[Excerpted text]:

____

Norwich Sound & Vision Day 1 Review
The eighth installment of Norwich Sound and Vision Festival returned to Norwich Arts Centre on Thursday evening with an impressive double headline show from buzzy up and coming female four-piece Goat Girl and pop punk New Yorkers Diet Cig.
Opening the festival were local duo Sink Ya Teeth, who bought pounding basslines and hypnotic dancey synth beats a-plenty. Their eighties infused sound combined lots of different layers and instrumentals to create a groovy danceable experience that seemed to cater to the mixed age range of the festival audience. The highlight of their set came in the final song, ‘If You See Me’, the band’s first release, which really seemed to elevate the set to a level that they hadn’t quite achieved throughout the rest.
Up next were South Londoners Goat Girl, who after being signed to the iconic Rough Trade Records after releasing just one single, are a band with a hell of a lot of promise. From the minute the band stepped on stage, they oozed an attitude of untouchable cool, which transferred equally into crashing drums, wailing guitars and loud basslines that I could feel rippling from the Arts Centre speakers and through my body. Notably, Goat Girl seem to favour writing short songs, and thus rattled through a lot of new, unreleased material across the set. The band also love to play around with tempo, teasing with gaps and silences before launching into perfectly chaotic and ramshackle choruses. Even more notably, Goat Girl have their finger on exactly what their ‘sound’ is, something within their guitar tone and the slow drawl of their lyrics makes their music so totally ‘them’, a sound completely unique and distant from their contemporaries.

____

[Task details]: In the festival review, why did Goat Girl play a great deal of new, unreleased material during their set? Answer in one to three sentences.

Collected data:

____

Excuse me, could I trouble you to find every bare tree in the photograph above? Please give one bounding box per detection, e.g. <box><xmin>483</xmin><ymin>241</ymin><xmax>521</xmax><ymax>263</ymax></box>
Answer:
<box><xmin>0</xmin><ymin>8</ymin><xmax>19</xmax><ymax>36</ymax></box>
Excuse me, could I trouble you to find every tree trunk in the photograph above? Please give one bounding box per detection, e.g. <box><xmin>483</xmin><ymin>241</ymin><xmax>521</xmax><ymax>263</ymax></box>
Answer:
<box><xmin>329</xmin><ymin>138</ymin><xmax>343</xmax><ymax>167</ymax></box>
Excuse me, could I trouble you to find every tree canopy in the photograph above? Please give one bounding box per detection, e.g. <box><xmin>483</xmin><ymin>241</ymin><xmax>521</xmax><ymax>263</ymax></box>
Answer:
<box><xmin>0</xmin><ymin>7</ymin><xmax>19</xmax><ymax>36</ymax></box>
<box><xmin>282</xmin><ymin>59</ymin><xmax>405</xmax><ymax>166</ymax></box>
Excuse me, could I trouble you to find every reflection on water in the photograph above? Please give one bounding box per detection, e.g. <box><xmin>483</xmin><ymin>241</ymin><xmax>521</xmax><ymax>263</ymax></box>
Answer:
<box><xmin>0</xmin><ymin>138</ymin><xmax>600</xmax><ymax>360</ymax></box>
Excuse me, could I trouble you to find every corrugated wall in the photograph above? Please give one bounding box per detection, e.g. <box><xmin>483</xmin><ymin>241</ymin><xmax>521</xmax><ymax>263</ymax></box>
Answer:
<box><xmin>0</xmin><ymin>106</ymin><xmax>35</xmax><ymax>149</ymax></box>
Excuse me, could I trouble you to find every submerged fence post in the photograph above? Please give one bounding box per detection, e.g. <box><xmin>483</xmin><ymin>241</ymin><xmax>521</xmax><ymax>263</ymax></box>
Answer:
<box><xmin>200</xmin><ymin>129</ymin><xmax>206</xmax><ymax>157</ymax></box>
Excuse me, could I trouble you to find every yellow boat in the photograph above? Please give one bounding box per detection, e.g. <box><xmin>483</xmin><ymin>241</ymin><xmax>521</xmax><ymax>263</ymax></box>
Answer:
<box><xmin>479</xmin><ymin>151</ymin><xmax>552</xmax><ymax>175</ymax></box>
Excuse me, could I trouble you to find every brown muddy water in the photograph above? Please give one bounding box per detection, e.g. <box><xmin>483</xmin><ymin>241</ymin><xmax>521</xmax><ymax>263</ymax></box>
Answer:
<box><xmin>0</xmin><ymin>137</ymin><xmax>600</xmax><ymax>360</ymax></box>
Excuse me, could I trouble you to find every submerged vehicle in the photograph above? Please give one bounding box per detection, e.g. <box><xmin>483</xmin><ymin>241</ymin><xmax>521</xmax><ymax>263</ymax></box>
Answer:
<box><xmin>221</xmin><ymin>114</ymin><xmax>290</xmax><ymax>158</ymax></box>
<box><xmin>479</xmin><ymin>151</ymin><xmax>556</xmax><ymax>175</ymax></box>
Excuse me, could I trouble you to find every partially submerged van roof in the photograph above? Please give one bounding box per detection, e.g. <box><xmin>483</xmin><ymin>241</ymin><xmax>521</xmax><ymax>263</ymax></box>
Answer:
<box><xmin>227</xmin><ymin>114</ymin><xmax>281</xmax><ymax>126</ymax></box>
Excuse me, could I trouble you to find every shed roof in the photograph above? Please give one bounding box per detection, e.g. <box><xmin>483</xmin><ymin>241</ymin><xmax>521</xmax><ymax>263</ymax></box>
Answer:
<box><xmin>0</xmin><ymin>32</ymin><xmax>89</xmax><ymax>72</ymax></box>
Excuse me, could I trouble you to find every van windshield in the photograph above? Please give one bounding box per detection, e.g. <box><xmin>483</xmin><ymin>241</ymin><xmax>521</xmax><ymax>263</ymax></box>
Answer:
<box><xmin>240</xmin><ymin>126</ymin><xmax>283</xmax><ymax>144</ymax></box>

____

[Task solution]: Goat Girl favor writing short songs, so they were able to rattle through a great deal of new, unreleased material across the set.